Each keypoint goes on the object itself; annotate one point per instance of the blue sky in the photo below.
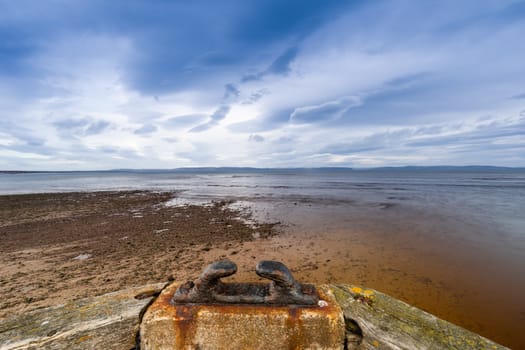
(162, 84)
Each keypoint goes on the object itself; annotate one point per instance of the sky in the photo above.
(93, 85)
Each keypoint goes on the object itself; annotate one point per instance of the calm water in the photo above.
(495, 196)
(450, 242)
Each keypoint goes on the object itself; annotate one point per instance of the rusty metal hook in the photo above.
(283, 288)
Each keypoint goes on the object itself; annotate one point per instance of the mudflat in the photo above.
(64, 246)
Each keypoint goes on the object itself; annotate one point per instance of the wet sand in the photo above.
(57, 247)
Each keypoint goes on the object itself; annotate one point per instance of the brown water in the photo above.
(436, 261)
(451, 242)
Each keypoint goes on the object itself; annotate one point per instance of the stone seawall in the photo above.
(372, 320)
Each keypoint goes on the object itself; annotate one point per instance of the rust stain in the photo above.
(186, 324)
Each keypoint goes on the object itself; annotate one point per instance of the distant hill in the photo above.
(230, 170)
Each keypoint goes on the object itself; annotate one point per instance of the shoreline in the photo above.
(419, 257)
(63, 246)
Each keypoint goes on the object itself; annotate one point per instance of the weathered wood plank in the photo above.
(109, 321)
(388, 323)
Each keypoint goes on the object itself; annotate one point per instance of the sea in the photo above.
(450, 240)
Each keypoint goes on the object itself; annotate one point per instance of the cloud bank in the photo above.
(130, 84)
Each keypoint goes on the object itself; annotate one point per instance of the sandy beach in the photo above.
(57, 247)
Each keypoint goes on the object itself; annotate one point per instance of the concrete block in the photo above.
(205, 326)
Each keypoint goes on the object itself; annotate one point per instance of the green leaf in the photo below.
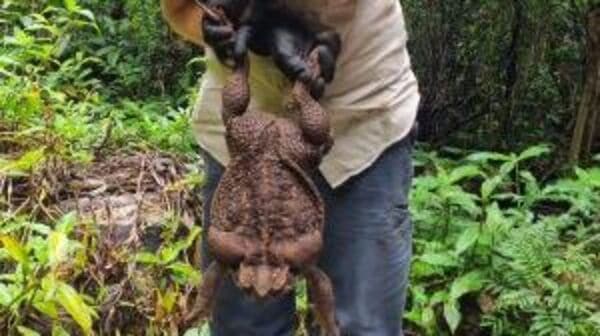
(46, 307)
(168, 300)
(185, 272)
(595, 319)
(467, 239)
(58, 246)
(487, 156)
(27, 332)
(59, 331)
(489, 186)
(470, 282)
(74, 304)
(71, 5)
(533, 152)
(15, 249)
(452, 315)
(463, 172)
(67, 223)
(6, 295)
(439, 259)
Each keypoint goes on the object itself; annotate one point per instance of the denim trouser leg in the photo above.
(366, 254)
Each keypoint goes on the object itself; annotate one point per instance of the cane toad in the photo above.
(267, 216)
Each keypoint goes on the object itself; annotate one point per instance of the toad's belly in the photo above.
(265, 207)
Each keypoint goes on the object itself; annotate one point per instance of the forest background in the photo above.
(99, 171)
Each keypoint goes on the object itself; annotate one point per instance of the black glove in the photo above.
(286, 44)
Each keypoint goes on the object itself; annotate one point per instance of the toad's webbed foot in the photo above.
(321, 296)
(202, 309)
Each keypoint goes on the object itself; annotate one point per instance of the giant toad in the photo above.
(267, 216)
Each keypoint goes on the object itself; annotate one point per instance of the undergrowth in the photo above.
(498, 249)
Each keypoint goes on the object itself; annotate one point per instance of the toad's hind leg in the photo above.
(202, 309)
(321, 296)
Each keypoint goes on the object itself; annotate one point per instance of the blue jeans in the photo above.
(367, 254)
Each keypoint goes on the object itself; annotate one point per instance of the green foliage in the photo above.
(493, 242)
(497, 247)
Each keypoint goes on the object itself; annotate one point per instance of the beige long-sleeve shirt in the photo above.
(372, 101)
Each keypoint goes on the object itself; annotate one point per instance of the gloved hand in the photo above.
(270, 32)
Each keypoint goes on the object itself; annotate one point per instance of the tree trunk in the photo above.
(586, 125)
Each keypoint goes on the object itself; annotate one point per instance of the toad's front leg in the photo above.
(321, 296)
(313, 119)
(236, 92)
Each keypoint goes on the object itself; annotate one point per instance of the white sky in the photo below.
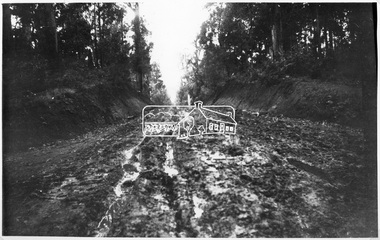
(174, 26)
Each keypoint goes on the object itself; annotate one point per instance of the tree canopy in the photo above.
(243, 41)
(97, 34)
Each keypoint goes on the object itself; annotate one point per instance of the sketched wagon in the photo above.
(202, 120)
(185, 121)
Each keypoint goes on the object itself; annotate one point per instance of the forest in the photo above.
(299, 160)
(270, 42)
(91, 38)
(253, 41)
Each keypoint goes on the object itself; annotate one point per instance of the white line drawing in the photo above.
(182, 121)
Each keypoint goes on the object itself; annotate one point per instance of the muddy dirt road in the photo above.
(278, 177)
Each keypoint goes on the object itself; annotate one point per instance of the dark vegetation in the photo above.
(331, 46)
(71, 67)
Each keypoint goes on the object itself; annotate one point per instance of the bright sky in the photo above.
(174, 26)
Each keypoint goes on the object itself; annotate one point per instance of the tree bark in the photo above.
(317, 33)
(51, 32)
(277, 46)
(7, 29)
(138, 47)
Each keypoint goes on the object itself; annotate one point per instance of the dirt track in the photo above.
(279, 177)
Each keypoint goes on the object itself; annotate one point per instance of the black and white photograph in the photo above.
(189, 119)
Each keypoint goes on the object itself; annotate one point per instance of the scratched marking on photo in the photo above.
(183, 122)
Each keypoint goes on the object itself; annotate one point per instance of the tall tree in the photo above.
(51, 39)
(7, 29)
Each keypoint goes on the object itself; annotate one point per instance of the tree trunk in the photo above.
(51, 32)
(138, 47)
(277, 46)
(366, 52)
(100, 51)
(317, 33)
(95, 39)
(7, 30)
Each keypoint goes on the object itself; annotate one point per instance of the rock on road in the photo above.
(278, 177)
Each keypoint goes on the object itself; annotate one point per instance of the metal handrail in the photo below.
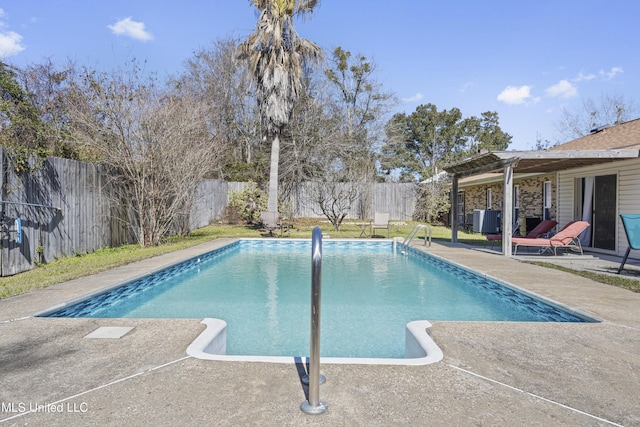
(313, 405)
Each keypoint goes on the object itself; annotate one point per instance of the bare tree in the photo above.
(610, 110)
(334, 199)
(214, 75)
(154, 142)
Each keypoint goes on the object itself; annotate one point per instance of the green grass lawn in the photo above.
(83, 265)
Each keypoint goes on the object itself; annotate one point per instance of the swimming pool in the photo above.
(261, 289)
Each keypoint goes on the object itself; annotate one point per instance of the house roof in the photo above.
(618, 142)
(537, 161)
(621, 136)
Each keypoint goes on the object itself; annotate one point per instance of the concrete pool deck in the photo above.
(492, 373)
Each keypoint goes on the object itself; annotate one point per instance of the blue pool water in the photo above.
(261, 288)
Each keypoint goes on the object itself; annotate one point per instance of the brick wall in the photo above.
(531, 203)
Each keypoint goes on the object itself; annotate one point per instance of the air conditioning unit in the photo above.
(486, 221)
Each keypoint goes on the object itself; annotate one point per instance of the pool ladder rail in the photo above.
(413, 233)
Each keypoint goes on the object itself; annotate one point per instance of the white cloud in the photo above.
(415, 98)
(10, 44)
(611, 73)
(581, 77)
(515, 95)
(466, 86)
(563, 89)
(128, 27)
(10, 41)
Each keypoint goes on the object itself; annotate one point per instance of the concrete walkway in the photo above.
(493, 373)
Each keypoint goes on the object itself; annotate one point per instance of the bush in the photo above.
(246, 205)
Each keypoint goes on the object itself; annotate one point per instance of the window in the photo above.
(547, 195)
(516, 203)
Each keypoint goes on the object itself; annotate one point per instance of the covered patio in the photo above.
(509, 163)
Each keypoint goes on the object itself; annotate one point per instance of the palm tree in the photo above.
(276, 57)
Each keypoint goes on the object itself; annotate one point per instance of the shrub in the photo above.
(246, 205)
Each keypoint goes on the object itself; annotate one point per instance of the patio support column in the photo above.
(454, 208)
(507, 210)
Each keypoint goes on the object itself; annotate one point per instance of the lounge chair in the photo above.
(380, 221)
(540, 230)
(631, 223)
(568, 237)
(271, 223)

※

Recast all of the material above as a two-column CSV headed instruction and points. Give one row for each labeling sentence with every coordinate that follows it, put each field in double quotes with line breaks turned into spaces, and leave out the picture markers.

• Output for this exercise:
instruction,points
"Each keypoint goes on the object itself; annotate one point per instance of the blue sky in the photo below.","(162, 84)"
"Each keypoint goes on the object itself; annotate one point per instance of the sky in the photo above.","(93, 85)"
"Each keypoint goes on the object itself; annotate one point per instance of the calm water in the photo above.","(495, 196) (450, 242)"
"Each keypoint goes on the object itself; annotate one point per instance of the rusty metal hook in the photo above.","(283, 288)"
"Each keypoint goes on the object itself; annotate one point per instance of the mudflat in the photo above.","(64, 246)"
"Each keypoint goes on the object itself; annotate one point per instance of the wet sand in the photo above.","(57, 247)"
"Each keypoint goes on the object itself; annotate one point per instance of the brown water in the photo above.","(436, 261) (451, 242)"
"Each keypoint goes on the object itself; annotate one point per instance of the stone seawall in the photo above.","(372, 320)"
"Each keypoint goes on the object itself; annotate one point per instance of the rust stain in the photo above.","(186, 324)"
"Each keypoint goes on the object itself; annotate one point per instance of the distant hill in the photo above.","(230, 170)"
"Each keypoint goes on the object itself; annotate one point per instance of the shoreline in the photo above.","(419, 257) (63, 246)"
"Each keypoint goes on the object itself; annotate one point per instance of the weathered wood plank in the photo above.","(109, 321) (388, 323)"
"Each keypoint goes on the object itself; annotate one point per instance of the sea in the photo above.","(450, 240)"
"Each keypoint goes on the object itself; annotate one point per instance of the cloud bank in the photo above.","(130, 84)"
"Each keypoint goes on the object itself; annotate one point per instance of the sandy beach in the photo above.","(57, 247)"
"Each keypoint goes on the object itself; annotate one point per instance of the concrete block in the photo above.","(205, 326)"
"Each keypoint goes on the object itself; annotate one point per instance of the green leaf in the photo below.","(46, 307) (168, 300) (185, 272) (595, 319) (467, 239) (58, 246) (487, 156) (27, 332) (59, 331) (489, 186) (470, 282) (74, 304) (71, 5) (533, 152) (15, 249) (452, 315) (463, 172) (67, 223) (6, 295) (439, 259)"
"Each keypoint goes on the object itself; annotate one point per instance of the denim trouser leg in the photo above.","(366, 254)"
"Each keypoint goes on the object itself; annotate one point per instance of the cane toad in the photo above.","(267, 216)"
"Each keypoint goes on the object itself; annotate one point per instance of the toad's belly in the photo above.","(265, 207)"
"Each keypoint goes on the object itself; annotate one point per instance of the forest background in the photo above.","(99, 171)"
"Each keypoint goes on the object itself; annotate one point per instance of the black glove in the photo above.","(286, 44)"
"Each keypoint goes on the object itself; annotate one point per instance of the toad's webbed foot in the photo above.","(321, 296) (202, 309)"
"Each keypoint goes on the object itself; annotate one point per instance of the giant toad in the photo above.","(267, 216)"
"Each keypoint goes on the object itself; annotate one point per instance of the undergrowth in the photo above.","(498, 249)"
"Each keypoint goes on the object itself; annotate one point per instance of the toad's hind leg in the photo above.","(202, 309) (321, 296)"
"Each keypoint goes on the object itself; annotate one point per instance of the blue jeans in the photo above.","(367, 254)"
"Each keypoint goes on the object itself; annotate one point per instance of the green foliage in the photo above.","(493, 242) (497, 247)"
"Each keypoint goes on the object itself; annotate one point per instance of the beige long-sleeve shirt in the photo above.","(372, 101)"
"Each keypoint goes on the object itself; annotate one point per instance of the gloved hand in the photo above.","(270, 32)"
"Each keypoint goes on the object itself; annotate one point per instance of the tree trunk in the photo above.","(586, 125)"
"Each keypoint goes on the object itself; annotate one point per instance of the toad's front leg in the photo above.","(321, 296) (313, 119) (236, 92)"
"Each keypoint goes on the object itself; annotate one point per instance of the white sky in the photo below.","(174, 26)"
"Each keypoint goes on the object itself; annotate one point per instance of the tree canopy in the photo above.","(243, 41) (97, 34)"
"Each keypoint goes on the object itself; annotate one point per instance of the sketched wagon in the photo above.","(202, 120) (185, 121)"
"Each keypoint goes on the object itself; annotate one point per instance of the forest in the photo above.","(299, 160) (270, 42) (91, 38) (253, 41)"
"Each keypoint goes on the object itself; annotate one point per instance of the white line drawing in the photo above.","(182, 121)"
"Each keypoint goes on the object itself; annotate one point per instance of the muddy dirt road in the photo above.","(278, 177)"
"Each keypoint goes on the object itself; annotate one point per instance of the dark vegetation in the photo above.","(331, 46) (71, 67)"
"Each keypoint goes on the object itself; annotate one point per instance of the bright sky in the photo above.","(174, 26)"
"Each keypoint goes on the object itself; annotate one point per instance of the tree bark in the photo above.","(317, 33) (51, 32) (277, 46) (7, 29) (138, 47)"
"Each keypoint goes on the object itself; annotate one point per instance of the dirt track in the photo above.","(279, 177)"
"Each keypoint goes on the object itself; annotate one point per instance of the black and white photograph in the photo above.","(189, 119)"
"Each keypoint goes on the object itself; annotate one point per instance of the scratched marking on photo in the photo above.","(183, 122)"
"Each keypoint goes on the object itself; annotate one point per instance of the tall tree in the photo above.","(51, 39) (7, 29)"
"Each keypoint goes on the object itself; annotate one point per instance of the tree trunk in the photo above.","(51, 32) (138, 47) (277, 46) (366, 52) (100, 51) (317, 33) (95, 39) (7, 30)"
"Each keypoint goes on the object itself; annotate one point per instance of the rock on road in the photo above.","(278, 177)"
"Each keypoint goes on the object itself; annotate one point per instance of the metal handrail in the photo below.","(313, 405)"
"Each keypoint goes on the object itself; annotate one point per instance of the bare tree in the photo above.","(610, 110) (334, 199) (214, 75) (154, 142)"
"Each keypoint goes on the object itself; annotate one point per instance of the green grass lawn in the photo above.","(83, 265)"
"Each keypoint goes on the object itself; annotate one point per instance of the swimming pool in the photo above.","(261, 289)"
"Each keypoint goes on the object itself; annotate one point per instance of the house roof in the photo above.","(618, 142) (537, 161) (621, 136)"
"Each keypoint goes on the object itself; annotate one point per instance of the concrete pool deck in the photo above.","(492, 373)"
"Each keypoint goes on the object itself; annotate one point per instance of the blue pool water in the photo above.","(261, 288)"
"Each keypoint goes on the object itself; annotate one point per instance of the brick wall in the photo above.","(531, 203)"
"Each keypoint goes on the object itself; annotate one point per instance of the air conditioning unit in the photo above.","(486, 221)"
"Each keypoint goes on the object itself; annotate one point per instance of the pool ladder rail in the photo above.","(413, 233)"
"Each keypoint goes on the object itself; annotate one point per instance of the white cloud in the photo above.","(415, 98) (10, 44) (611, 73) (581, 77) (515, 95) (466, 86) (563, 89) (128, 27) (10, 41)"
"Each keypoint goes on the object itself; annotate one point per instance of the concrete walkway in the photo above.","(493, 373)"
"Each keypoint goes on the object itself; annotate one point per instance of the bush in the photo above.","(246, 205)"
"Each keypoint goes on the object itself; annotate one point per instance of the window in the photo above.","(547, 195) (516, 203)"
"Each keypoint goes on the object itself; annotate one point per instance of the covered patio in the photo above.","(509, 163)"
"Each keypoint goes on the object itself; annotate one point per instance of the palm tree in the photo above.","(276, 57)"
"Each keypoint goes on the object itself; annotate one point per instance of the shrub in the photo above.","(246, 205)"
"Each keypoint goes on the object itself; annotate one point per instance of the patio support column in the photo above.","(454, 208) (507, 210)"
"Each keypoint goes on the object itself; annotate one point per instance of the lounge chair in the photo above.","(380, 221) (540, 230) (631, 223) (568, 237) (271, 223)"